:: SOURCE TEXT ::
Cincinnati Enquirer Reader: Why No Walter Reed News?

CINCINNATI (TDB) -- The metro daily in Cincinnati wounded itself today by publishing a reader's letter that pointedly questioned the newspaper's judgment as a serious journalistic enterprise. The letter asked why a new broadcaster in the Reds' radio booth merited larger front-page importance than the medical mistreatment of injured Iraq War soldiers at the Army's biggest hospital. "Vets care outrage more important than baseball," was the headline over the Rev. John C. Karrer's letter to the editor.

"At a time when we are being told to 'Support the troops,' etc., I find it sad that the front page on March 2 had a big article 'Now Warming Up: Marty & Thom' about Thom and Marty Brennaman on Reds radio, and a very small item headlined "Soldier care at issue/Walter Red hospital chief fired.' At least we now know what is more important here in Cincinnati, and supporting our troops is way down the list."

But wait that's not the end of the story. There is a completely bizarre turn in the Enquirer's actions.

:: GIVEN INFORMATION ::
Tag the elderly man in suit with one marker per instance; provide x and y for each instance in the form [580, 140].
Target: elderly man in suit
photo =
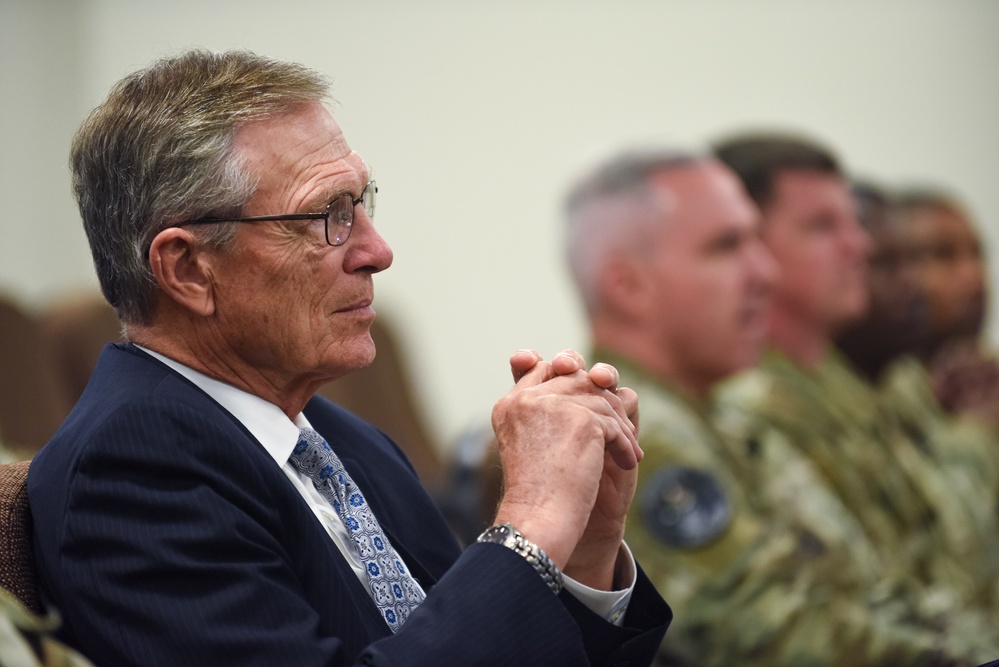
[201, 506]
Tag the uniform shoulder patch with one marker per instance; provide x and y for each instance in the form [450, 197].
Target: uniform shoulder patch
[684, 507]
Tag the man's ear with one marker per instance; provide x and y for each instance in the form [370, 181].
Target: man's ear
[625, 288]
[183, 270]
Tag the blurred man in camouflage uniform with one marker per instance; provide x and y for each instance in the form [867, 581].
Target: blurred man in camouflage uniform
[28, 640]
[665, 251]
[806, 396]
[946, 391]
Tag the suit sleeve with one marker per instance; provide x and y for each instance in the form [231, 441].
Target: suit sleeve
[188, 548]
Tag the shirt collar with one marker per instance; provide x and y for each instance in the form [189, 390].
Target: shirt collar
[264, 420]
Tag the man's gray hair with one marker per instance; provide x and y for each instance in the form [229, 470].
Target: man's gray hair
[611, 208]
[159, 152]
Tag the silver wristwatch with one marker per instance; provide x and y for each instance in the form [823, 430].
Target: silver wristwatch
[510, 537]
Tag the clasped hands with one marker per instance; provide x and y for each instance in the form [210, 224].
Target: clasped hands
[569, 448]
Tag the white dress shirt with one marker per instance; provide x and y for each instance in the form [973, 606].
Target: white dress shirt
[279, 435]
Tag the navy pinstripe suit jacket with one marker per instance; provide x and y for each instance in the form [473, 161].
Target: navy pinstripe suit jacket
[165, 535]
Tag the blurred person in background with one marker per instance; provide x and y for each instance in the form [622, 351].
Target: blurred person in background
[665, 250]
[806, 393]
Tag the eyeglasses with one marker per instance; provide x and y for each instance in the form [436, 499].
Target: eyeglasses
[339, 214]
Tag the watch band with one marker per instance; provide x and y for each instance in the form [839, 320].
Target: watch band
[510, 537]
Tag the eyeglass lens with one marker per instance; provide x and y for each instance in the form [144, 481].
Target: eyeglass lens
[340, 218]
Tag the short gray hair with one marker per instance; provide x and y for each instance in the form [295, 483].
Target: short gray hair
[608, 208]
[158, 151]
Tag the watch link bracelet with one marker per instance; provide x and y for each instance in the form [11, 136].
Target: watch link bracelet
[510, 537]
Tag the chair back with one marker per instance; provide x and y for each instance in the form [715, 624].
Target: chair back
[17, 566]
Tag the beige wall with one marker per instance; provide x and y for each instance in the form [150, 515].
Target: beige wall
[475, 115]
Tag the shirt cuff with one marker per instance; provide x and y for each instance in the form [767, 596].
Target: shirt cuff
[611, 605]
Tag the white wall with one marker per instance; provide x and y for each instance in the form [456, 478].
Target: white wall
[475, 115]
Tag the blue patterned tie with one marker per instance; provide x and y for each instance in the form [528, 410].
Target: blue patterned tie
[391, 586]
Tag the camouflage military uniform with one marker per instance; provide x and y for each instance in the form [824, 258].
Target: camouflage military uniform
[26, 640]
[835, 420]
[801, 587]
[966, 453]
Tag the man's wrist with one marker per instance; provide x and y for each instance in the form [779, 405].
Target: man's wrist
[510, 537]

:: TASK LIST ::
A: In the Enquirer article, what headline ran over the Rev. John C. Karrer's letter to the editor?
B: Reproduce word for word the part of the Enquirer article starting with "Cincinnati Enquirer Reader: Why" and going on through "to the editor.".
The records are separate material, unrelated to the Enquirer article.

:: PER-TASK ANSWERS ::
A: "Vets care outrage more important than baseball."

B:
Cincinnati Enquirer Reader: Why No Walter Reed News?

CINCINNATI (TDB) -- The metro daily in Cincinnati wounded itself today by publishing a reader's letter that pointedly questioned the newspaper's judgment as a serious journalistic enterprise. The letter asked why a new broadcaster in the Reds' radio booth merited larger front-page importance than the medical mistreatment of injured Iraq War soldiers at the Army's biggest hospital. "Vets care outrage more important than baseball," was the headline over the Rev. John C. Karrer's letter to the editor.